+++ PROVIDED DATA
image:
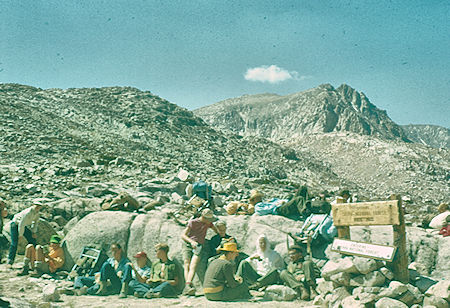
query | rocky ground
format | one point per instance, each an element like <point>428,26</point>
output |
<point>74,148</point>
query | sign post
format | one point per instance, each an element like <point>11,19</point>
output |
<point>369,214</point>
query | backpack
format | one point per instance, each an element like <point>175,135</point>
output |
<point>202,190</point>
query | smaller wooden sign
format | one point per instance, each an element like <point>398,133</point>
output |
<point>366,213</point>
<point>368,250</point>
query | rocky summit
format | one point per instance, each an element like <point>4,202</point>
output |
<point>432,135</point>
<point>80,149</point>
<point>320,110</point>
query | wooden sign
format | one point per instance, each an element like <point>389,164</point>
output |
<point>366,213</point>
<point>368,250</point>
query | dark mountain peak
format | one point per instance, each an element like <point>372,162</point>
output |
<point>322,109</point>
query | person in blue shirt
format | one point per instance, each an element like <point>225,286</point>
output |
<point>116,270</point>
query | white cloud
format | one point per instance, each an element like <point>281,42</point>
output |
<point>271,74</point>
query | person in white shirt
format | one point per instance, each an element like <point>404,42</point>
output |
<point>20,227</point>
<point>262,268</point>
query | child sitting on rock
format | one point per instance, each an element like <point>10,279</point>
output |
<point>41,261</point>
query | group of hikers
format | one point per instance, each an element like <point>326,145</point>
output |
<point>228,273</point>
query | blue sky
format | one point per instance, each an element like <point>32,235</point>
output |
<point>195,52</point>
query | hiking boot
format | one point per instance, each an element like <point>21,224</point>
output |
<point>254,286</point>
<point>151,294</point>
<point>304,294</point>
<point>24,272</point>
<point>313,293</point>
<point>189,290</point>
<point>81,291</point>
<point>124,290</point>
<point>102,289</point>
<point>37,273</point>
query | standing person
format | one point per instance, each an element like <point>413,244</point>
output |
<point>4,243</point>
<point>220,284</point>
<point>164,280</point>
<point>140,274</point>
<point>194,237</point>
<point>43,262</point>
<point>261,269</point>
<point>300,274</point>
<point>20,228</point>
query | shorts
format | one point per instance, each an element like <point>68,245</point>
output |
<point>188,251</point>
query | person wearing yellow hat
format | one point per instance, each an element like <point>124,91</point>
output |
<point>193,239</point>
<point>220,283</point>
<point>20,228</point>
<point>44,262</point>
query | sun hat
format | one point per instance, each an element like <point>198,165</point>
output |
<point>140,254</point>
<point>208,215</point>
<point>231,247</point>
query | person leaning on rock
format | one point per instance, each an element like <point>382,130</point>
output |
<point>3,241</point>
<point>43,262</point>
<point>193,238</point>
<point>140,274</point>
<point>113,270</point>
<point>20,228</point>
<point>220,284</point>
<point>300,274</point>
<point>261,269</point>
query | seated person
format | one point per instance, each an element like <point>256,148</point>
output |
<point>261,268</point>
<point>264,208</point>
<point>113,270</point>
<point>164,280</point>
<point>43,262</point>
<point>300,274</point>
<point>216,242</point>
<point>220,284</point>
<point>193,239</point>
<point>139,274</point>
<point>439,221</point>
<point>318,229</point>
<point>445,231</point>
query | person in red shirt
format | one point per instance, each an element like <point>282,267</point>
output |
<point>194,237</point>
<point>445,231</point>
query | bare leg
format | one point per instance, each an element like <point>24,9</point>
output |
<point>187,262</point>
<point>192,268</point>
<point>39,253</point>
<point>30,253</point>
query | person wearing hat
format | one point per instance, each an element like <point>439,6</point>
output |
<point>164,280</point>
<point>4,243</point>
<point>220,284</point>
<point>20,227</point>
<point>43,262</point>
<point>300,274</point>
<point>193,238</point>
<point>139,274</point>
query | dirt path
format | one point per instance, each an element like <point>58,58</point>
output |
<point>27,292</point>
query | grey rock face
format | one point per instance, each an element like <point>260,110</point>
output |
<point>320,110</point>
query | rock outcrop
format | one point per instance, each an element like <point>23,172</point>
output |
<point>432,135</point>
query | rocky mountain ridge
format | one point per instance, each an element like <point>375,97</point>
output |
<point>56,142</point>
<point>95,142</point>
<point>432,135</point>
<point>320,110</point>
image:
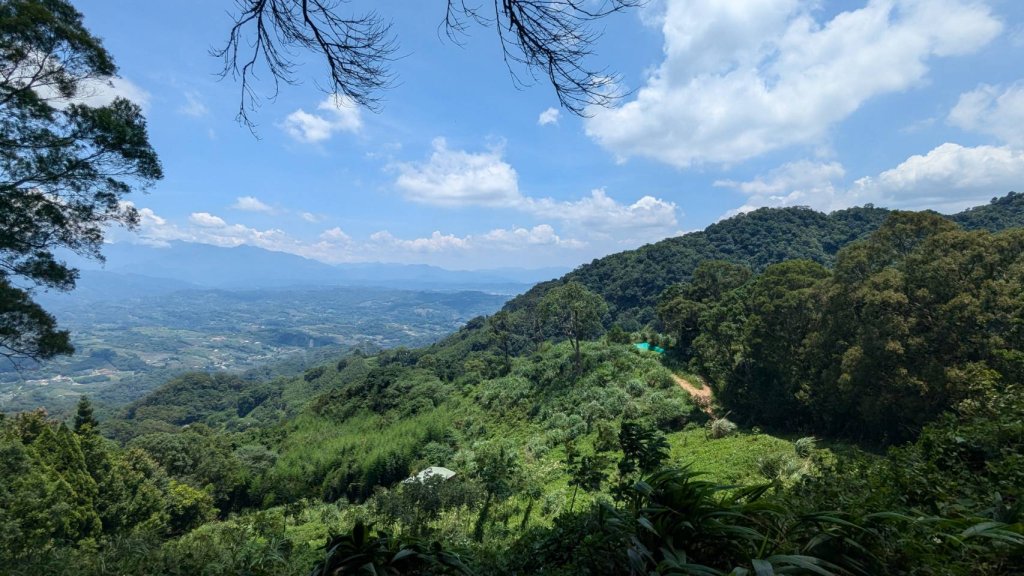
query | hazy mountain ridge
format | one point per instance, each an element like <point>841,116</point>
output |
<point>244,268</point>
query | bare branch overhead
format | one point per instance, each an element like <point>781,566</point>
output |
<point>551,39</point>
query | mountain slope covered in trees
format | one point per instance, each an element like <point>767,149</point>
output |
<point>576,452</point>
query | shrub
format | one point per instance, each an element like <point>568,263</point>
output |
<point>721,427</point>
<point>804,446</point>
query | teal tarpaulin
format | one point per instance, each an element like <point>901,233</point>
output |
<point>647,346</point>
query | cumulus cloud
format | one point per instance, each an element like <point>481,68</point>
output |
<point>549,116</point>
<point>459,178</point>
<point>252,204</point>
<point>453,177</point>
<point>601,213</point>
<point>335,235</point>
<point>194,106</point>
<point>992,110</point>
<point>797,183</point>
<point>540,245</point>
<point>207,219</point>
<point>434,243</point>
<point>741,79</point>
<point>335,114</point>
<point>541,235</point>
<point>948,178</point>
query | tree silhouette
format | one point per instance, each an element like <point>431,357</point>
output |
<point>550,38</point>
<point>65,166</point>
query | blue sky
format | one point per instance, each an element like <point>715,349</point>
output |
<point>732,106</point>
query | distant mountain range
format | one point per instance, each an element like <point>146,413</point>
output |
<point>133,270</point>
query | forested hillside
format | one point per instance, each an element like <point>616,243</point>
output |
<point>881,351</point>
<point>631,282</point>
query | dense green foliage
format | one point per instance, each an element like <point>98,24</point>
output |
<point>576,453</point>
<point>65,166</point>
<point>914,320</point>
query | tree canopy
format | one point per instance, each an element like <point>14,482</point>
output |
<point>65,165</point>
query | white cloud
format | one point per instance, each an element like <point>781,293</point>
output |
<point>541,235</point>
<point>453,177</point>
<point>797,183</point>
<point>948,178</point>
<point>96,92</point>
<point>993,111</point>
<point>549,116</point>
<point>434,243</point>
<point>601,213</point>
<point>207,219</point>
<point>335,235</point>
<point>252,204</point>
<point>194,106</point>
<point>540,245</point>
<point>459,178</point>
<point>339,115</point>
<point>741,79</point>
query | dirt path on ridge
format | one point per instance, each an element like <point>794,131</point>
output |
<point>701,396</point>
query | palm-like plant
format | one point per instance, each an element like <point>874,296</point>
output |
<point>687,526</point>
<point>364,550</point>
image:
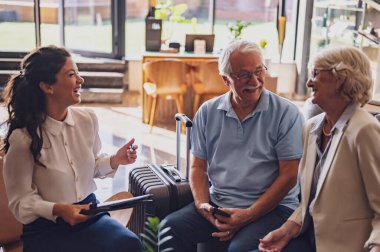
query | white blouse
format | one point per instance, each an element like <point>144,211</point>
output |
<point>70,154</point>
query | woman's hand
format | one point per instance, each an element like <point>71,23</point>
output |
<point>125,155</point>
<point>70,213</point>
<point>276,240</point>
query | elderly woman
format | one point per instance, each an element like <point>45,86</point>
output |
<point>340,169</point>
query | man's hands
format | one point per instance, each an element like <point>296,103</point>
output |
<point>70,213</point>
<point>125,155</point>
<point>228,226</point>
<point>276,240</point>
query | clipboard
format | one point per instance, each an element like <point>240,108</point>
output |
<point>116,205</point>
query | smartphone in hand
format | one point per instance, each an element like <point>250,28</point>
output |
<point>217,210</point>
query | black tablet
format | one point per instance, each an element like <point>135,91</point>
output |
<point>116,205</point>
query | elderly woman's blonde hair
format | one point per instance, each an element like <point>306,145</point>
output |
<point>351,65</point>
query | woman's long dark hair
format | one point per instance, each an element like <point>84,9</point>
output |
<point>25,101</point>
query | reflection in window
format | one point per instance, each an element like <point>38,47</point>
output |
<point>17,26</point>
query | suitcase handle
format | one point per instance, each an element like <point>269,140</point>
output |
<point>183,118</point>
<point>188,123</point>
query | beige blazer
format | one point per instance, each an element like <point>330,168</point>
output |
<point>346,213</point>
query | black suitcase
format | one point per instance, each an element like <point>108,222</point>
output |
<point>170,191</point>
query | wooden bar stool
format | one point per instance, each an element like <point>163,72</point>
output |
<point>210,83</point>
<point>166,79</point>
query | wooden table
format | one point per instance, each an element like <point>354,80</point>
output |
<point>165,110</point>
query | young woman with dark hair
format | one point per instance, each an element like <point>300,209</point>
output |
<point>52,157</point>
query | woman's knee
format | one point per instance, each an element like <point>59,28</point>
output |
<point>128,241</point>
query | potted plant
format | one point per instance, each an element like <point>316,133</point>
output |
<point>236,28</point>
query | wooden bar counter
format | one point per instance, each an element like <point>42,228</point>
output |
<point>167,109</point>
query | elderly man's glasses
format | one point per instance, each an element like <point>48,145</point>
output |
<point>315,71</point>
<point>246,76</point>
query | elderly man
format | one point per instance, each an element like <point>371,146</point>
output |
<point>246,146</point>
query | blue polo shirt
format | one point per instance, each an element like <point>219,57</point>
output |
<point>243,156</point>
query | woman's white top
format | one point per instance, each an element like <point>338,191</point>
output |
<point>70,161</point>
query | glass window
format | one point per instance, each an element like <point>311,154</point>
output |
<point>335,23</point>
<point>262,18</point>
<point>17,26</point>
<point>135,27</point>
<point>195,20</point>
<point>88,25</point>
<point>49,22</point>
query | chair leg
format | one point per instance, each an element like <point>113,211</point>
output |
<point>153,112</point>
<point>197,98</point>
<point>179,103</point>
<point>148,109</point>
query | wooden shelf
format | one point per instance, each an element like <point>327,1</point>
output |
<point>343,5</point>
++++++
* [WHAT YOU HAVE TO DO] Every line from the top of the records above to the line with "element like <point>413,244</point>", inclusive, should be duplicated exactly, minus the pictures.

* [RESULT]
image:
query | rocky ground
format | one point per instance, each an element like <point>428,26</point>
output |
<point>74,148</point>
query | sign post
format | one point per instance, each an element like <point>11,19</point>
output |
<point>369,214</point>
query | backpack
format | one point per instance, each an element like <point>175,135</point>
output |
<point>202,190</point>
query | smaller wooden sign
format | one point per instance, each an element like <point>398,133</point>
output |
<point>366,213</point>
<point>368,250</point>
query | rocky summit
format | one point per instance, each an element like <point>4,202</point>
output |
<point>432,135</point>
<point>80,149</point>
<point>320,110</point>
query | wooden sign
format | one point per instance, each an element like <point>389,164</point>
output |
<point>366,213</point>
<point>368,250</point>
query | dark mountain peak
format | one point per instance, each an element like <point>372,162</point>
output |
<point>322,109</point>
query | person in blue shirt
format | one point per instance, each an element like <point>225,286</point>
output |
<point>116,270</point>
query | white cloud
format | one point per instance, each an element like <point>281,42</point>
output |
<point>271,74</point>
query | person in white shirt
format | one point per instance, each an element like <point>404,42</point>
output |
<point>20,227</point>
<point>262,268</point>
query | child sitting on rock
format | one point per instance, each an element like <point>10,279</point>
output |
<point>41,261</point>
query | group of hikers
format | one point per instance, each an element like <point>326,145</point>
output |
<point>228,273</point>
query | blue sky
format | one point per instance, each an element like <point>32,235</point>
output |
<point>195,52</point>
query | hiking boot
format | one point per instance, each an element like <point>21,224</point>
output |
<point>254,286</point>
<point>151,294</point>
<point>304,294</point>
<point>24,272</point>
<point>313,293</point>
<point>189,290</point>
<point>81,291</point>
<point>124,290</point>
<point>102,289</point>
<point>37,273</point>
query | standing person
format | one point per instance, each an element like <point>413,244</point>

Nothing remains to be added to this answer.